### INSTRUCTIONS FOR THE TASK
Copy word for word the line containing "Objective — one point per instance of the bare" together with all lines following it to the end of the listing below, without the pictures.

### MATERIAL PROVIDED

========================================================================

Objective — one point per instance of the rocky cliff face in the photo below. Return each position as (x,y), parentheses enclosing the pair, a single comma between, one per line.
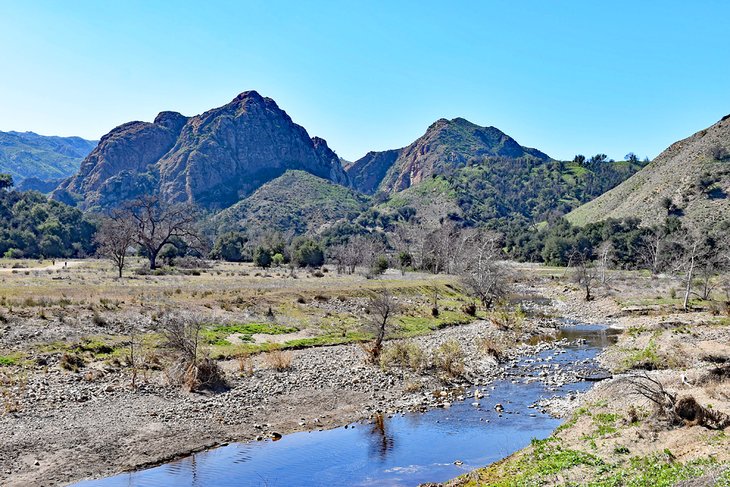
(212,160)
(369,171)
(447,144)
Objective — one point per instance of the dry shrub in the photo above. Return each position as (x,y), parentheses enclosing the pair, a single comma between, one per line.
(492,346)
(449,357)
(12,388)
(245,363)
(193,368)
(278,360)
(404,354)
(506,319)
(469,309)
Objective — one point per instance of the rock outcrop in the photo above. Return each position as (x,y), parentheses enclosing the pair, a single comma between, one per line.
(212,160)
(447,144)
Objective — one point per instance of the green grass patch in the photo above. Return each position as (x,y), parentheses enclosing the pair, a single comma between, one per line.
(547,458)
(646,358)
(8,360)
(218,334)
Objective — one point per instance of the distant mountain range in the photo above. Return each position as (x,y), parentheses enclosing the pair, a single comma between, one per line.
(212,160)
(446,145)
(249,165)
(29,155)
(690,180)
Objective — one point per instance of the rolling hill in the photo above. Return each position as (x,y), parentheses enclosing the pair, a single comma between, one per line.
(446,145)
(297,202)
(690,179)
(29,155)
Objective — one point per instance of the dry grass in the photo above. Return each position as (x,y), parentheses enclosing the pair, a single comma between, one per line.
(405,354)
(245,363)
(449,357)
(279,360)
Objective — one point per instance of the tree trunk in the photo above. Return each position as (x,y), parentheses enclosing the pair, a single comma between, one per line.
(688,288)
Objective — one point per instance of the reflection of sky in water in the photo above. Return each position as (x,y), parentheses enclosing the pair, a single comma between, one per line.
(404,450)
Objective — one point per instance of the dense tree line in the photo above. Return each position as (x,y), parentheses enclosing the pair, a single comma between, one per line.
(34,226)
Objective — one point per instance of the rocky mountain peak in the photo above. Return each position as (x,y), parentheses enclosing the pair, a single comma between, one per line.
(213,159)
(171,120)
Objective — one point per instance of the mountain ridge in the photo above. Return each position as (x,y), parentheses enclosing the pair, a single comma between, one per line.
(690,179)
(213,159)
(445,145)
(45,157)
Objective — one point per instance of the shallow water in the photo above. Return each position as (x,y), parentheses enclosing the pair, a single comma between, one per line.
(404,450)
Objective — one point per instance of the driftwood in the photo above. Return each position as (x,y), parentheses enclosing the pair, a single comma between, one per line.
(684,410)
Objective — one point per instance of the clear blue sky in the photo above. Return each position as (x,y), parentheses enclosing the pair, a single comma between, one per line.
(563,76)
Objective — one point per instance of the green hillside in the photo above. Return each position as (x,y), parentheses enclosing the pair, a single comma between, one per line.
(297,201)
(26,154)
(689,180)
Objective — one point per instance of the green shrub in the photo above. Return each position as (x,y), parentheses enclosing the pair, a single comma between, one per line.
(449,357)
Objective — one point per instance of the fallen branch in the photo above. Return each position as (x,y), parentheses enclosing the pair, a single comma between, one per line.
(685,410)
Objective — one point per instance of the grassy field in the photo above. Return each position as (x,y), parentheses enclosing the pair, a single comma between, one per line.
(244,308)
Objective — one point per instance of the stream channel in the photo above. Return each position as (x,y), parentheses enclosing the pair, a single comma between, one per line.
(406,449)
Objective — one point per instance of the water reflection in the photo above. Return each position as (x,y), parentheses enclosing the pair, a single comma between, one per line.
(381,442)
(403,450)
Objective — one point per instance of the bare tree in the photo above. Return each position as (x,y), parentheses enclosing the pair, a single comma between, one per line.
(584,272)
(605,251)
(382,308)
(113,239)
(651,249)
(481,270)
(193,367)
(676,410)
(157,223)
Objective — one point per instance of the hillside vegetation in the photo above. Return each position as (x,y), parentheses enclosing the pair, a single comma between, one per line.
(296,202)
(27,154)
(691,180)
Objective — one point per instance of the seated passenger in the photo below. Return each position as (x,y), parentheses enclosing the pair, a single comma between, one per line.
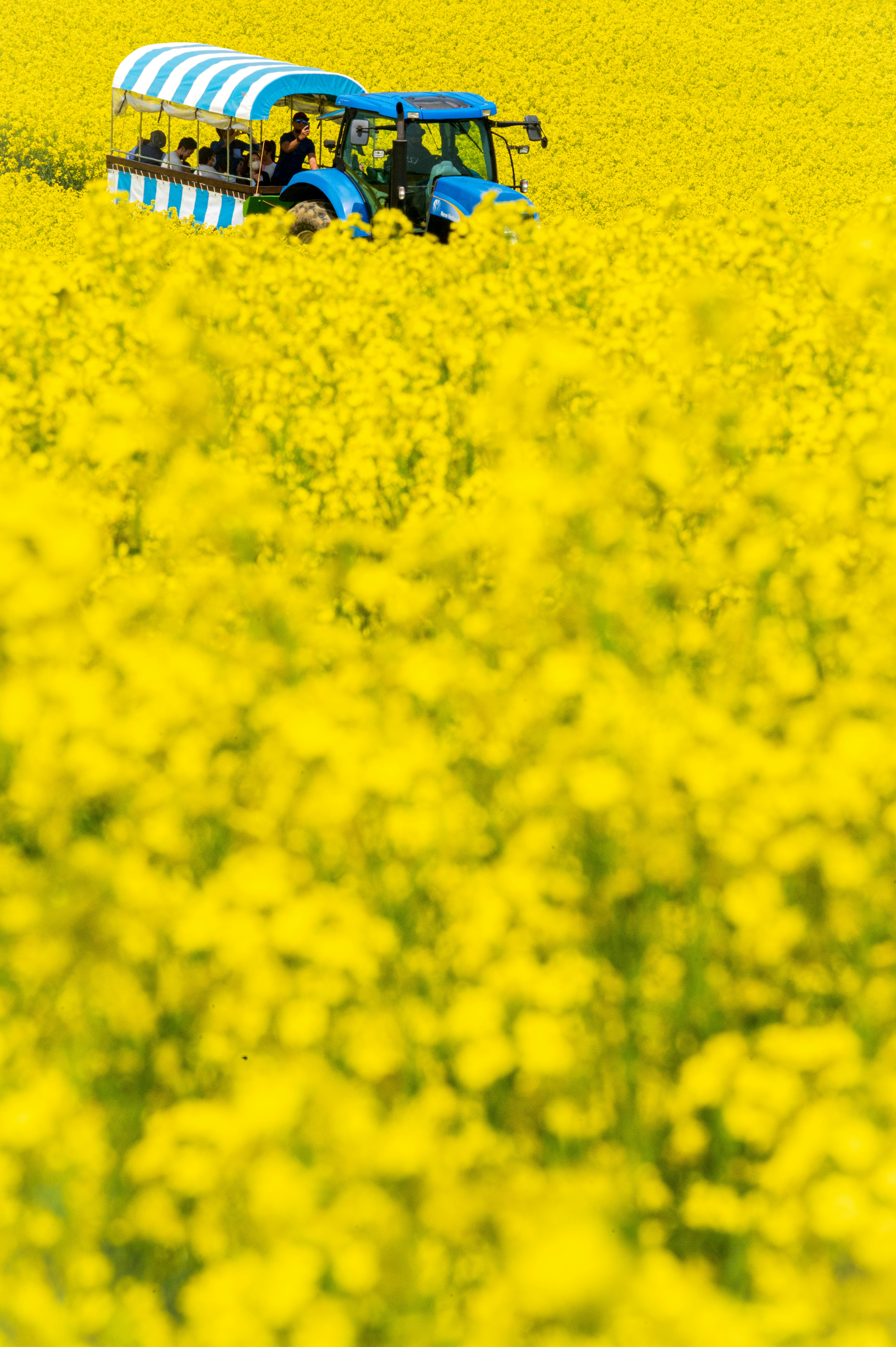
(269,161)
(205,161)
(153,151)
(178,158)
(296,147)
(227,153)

========================================================================

### WRITTEN REPLY
Objective — one point per instance of the bare tree in the photo above. Return each position as (x,y), parentheses enclosing the pair, a single comma between, one per line.
(584,272)
(605,251)
(382,308)
(113,239)
(651,249)
(481,270)
(193,367)
(676,410)
(157,223)
Objective — one point per instance of the hillside vegetation in the photo above. Return each position as (x,y), parentheses enclosing the pair, a single comma between, one per line.
(296,202)
(27,154)
(691,180)
Objective — one point per instance of the seated passenger in the photo below. Return each position as (x,y), parentheses enclosing the pair, a single comma between, one per line.
(269,161)
(205,161)
(153,151)
(178,158)
(296,147)
(227,153)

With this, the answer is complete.